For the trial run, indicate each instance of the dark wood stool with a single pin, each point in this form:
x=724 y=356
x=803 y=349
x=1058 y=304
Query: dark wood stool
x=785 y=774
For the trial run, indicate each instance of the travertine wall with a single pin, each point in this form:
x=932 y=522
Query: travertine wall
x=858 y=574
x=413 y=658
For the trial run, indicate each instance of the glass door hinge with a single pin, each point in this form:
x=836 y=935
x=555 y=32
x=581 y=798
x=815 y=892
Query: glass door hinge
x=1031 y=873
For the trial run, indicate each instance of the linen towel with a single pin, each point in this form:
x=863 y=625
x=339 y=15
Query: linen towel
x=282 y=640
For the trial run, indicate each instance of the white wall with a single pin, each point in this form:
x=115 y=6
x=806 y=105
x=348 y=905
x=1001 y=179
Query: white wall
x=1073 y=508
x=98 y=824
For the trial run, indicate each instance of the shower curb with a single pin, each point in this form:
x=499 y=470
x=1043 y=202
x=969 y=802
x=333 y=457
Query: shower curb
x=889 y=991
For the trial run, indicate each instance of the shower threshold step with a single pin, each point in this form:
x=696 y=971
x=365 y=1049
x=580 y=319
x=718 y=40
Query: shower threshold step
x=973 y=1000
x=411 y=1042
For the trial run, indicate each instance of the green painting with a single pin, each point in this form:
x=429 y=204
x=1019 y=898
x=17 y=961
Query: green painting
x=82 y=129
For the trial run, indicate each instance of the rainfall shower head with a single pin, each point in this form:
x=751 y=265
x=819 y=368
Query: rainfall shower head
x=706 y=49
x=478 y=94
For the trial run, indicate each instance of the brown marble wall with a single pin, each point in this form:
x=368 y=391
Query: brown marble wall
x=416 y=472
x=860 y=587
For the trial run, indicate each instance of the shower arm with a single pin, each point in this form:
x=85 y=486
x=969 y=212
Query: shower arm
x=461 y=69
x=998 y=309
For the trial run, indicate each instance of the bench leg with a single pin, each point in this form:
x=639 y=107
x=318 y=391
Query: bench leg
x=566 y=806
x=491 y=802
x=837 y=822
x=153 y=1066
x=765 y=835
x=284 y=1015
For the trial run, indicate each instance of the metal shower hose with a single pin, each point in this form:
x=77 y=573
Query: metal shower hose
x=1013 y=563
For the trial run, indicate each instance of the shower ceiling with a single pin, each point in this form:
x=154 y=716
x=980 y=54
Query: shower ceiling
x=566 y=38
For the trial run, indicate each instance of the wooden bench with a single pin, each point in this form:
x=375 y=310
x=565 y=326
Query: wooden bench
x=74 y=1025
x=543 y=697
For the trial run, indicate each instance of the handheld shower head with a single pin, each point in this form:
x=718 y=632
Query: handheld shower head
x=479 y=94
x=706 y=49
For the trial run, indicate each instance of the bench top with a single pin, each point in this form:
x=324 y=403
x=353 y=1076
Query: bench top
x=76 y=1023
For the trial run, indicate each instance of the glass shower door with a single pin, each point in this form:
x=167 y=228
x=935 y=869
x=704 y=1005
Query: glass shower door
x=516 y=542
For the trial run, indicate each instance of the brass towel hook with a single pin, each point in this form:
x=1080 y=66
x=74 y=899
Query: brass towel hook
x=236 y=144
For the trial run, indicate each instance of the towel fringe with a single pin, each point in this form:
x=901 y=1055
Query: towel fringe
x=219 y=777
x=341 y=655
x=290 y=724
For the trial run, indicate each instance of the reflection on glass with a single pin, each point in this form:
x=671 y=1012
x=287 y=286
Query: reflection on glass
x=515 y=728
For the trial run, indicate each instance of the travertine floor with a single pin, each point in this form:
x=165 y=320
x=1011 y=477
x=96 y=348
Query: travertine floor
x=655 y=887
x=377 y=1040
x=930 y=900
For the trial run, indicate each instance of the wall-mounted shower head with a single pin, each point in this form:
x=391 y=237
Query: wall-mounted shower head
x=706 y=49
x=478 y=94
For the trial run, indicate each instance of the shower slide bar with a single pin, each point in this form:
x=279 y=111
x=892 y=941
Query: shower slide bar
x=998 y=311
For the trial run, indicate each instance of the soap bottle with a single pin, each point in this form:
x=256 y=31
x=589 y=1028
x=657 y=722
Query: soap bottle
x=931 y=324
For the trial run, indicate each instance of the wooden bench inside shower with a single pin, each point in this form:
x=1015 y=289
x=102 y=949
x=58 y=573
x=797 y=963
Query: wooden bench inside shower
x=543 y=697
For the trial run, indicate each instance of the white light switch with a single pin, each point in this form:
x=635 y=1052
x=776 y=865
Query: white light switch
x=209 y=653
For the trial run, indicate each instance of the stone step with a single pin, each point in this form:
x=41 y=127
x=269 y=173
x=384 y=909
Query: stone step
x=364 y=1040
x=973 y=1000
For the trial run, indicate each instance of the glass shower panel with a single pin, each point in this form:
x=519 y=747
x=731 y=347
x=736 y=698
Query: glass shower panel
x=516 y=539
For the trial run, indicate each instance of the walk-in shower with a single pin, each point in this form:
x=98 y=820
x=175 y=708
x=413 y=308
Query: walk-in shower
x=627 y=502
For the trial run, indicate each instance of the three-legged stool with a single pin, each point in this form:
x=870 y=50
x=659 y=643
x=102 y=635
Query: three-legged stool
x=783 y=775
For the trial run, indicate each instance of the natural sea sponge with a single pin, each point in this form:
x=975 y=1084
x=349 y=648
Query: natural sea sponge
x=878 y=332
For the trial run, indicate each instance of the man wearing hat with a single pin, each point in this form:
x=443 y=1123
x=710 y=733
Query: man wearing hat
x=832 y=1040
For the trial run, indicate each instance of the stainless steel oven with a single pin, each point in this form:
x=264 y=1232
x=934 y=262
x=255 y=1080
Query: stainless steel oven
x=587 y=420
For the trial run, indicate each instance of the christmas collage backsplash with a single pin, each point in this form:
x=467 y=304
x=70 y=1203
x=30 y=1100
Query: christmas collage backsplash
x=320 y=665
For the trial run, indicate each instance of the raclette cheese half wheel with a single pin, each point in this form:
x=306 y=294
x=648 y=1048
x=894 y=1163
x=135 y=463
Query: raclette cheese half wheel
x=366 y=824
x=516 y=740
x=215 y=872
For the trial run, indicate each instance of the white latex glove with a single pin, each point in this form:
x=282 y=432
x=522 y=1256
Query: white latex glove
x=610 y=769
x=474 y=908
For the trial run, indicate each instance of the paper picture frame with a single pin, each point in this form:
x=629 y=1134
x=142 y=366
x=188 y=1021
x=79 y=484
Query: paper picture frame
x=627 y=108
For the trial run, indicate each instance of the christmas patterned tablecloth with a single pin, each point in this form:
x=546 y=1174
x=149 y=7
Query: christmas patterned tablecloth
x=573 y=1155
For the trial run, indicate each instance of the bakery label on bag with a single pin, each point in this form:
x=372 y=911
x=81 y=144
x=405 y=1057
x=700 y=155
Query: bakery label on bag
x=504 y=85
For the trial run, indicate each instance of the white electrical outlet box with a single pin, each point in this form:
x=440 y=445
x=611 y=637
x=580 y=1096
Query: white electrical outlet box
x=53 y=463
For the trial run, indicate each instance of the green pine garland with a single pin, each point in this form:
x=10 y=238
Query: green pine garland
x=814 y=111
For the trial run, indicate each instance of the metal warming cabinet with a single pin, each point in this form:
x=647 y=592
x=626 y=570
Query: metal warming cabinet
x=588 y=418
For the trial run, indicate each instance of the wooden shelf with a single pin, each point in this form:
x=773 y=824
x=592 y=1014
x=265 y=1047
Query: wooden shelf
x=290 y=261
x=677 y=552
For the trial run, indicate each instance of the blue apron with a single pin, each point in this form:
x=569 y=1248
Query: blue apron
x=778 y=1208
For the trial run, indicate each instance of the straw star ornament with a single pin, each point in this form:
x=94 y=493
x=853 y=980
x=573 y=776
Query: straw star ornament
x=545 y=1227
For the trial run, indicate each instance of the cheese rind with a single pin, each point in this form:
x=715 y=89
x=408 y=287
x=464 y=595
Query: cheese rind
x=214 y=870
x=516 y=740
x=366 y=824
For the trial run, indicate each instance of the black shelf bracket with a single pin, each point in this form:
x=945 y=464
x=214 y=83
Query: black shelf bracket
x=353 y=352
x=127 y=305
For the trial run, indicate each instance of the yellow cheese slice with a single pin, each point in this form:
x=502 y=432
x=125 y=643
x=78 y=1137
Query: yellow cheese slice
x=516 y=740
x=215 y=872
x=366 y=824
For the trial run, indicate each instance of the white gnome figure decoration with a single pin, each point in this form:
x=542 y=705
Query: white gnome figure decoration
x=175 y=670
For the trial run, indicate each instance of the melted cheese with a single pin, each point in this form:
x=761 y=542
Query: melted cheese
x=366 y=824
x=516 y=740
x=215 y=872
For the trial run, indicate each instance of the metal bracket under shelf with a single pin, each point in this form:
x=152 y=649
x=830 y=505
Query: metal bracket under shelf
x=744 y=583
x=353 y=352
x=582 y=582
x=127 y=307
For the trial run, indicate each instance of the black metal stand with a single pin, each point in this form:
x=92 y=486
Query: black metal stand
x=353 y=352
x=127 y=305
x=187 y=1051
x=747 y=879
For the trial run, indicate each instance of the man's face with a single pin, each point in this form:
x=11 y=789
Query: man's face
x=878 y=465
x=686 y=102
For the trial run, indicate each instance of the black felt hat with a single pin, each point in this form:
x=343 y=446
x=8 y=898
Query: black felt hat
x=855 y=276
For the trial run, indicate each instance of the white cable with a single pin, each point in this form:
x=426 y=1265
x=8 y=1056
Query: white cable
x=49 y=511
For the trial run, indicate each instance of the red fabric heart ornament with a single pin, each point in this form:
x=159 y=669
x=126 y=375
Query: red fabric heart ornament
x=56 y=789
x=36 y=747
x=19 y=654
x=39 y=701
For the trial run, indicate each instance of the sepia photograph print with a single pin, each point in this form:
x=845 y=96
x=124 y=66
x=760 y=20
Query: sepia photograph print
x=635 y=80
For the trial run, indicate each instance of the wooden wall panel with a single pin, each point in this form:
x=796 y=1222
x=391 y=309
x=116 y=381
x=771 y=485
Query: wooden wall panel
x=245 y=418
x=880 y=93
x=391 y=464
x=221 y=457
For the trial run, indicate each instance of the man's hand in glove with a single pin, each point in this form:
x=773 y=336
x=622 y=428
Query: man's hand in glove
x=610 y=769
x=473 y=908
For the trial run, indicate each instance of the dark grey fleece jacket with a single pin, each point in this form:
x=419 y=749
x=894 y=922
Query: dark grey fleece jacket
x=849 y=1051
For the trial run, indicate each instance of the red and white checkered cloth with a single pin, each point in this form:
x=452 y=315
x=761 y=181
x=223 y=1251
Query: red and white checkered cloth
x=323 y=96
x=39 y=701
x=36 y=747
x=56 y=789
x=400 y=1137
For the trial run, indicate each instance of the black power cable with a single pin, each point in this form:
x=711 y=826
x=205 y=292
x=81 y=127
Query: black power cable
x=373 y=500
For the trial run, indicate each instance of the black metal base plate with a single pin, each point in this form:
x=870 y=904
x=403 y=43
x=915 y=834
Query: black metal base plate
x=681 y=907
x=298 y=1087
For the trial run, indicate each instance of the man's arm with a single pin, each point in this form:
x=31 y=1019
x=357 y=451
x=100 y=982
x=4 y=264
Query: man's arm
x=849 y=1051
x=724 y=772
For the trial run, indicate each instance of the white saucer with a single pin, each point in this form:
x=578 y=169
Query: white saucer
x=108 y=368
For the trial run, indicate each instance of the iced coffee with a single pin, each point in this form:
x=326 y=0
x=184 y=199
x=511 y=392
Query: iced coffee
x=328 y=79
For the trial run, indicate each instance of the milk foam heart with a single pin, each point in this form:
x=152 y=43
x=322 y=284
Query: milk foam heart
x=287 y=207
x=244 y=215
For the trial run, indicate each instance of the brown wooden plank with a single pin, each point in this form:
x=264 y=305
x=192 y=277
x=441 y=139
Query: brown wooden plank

===============

Exercise requirements: Reproduce the lines from the first one through the line that contains "x=413 y=658", with "travertine wall" replaced by "limestone wall" and nothing else changed.

Exercise answer:
For the trial run, indicate each instance of the dark wood stool with a single pin, each point in this form:
x=724 y=356
x=803 y=349
x=1058 y=304
Query: dark wood stool
x=785 y=774
For the trial run, indicate each instance of the limestone wall with a single pin, each point in this form:
x=932 y=522
Query: limestone wall
x=858 y=574
x=413 y=658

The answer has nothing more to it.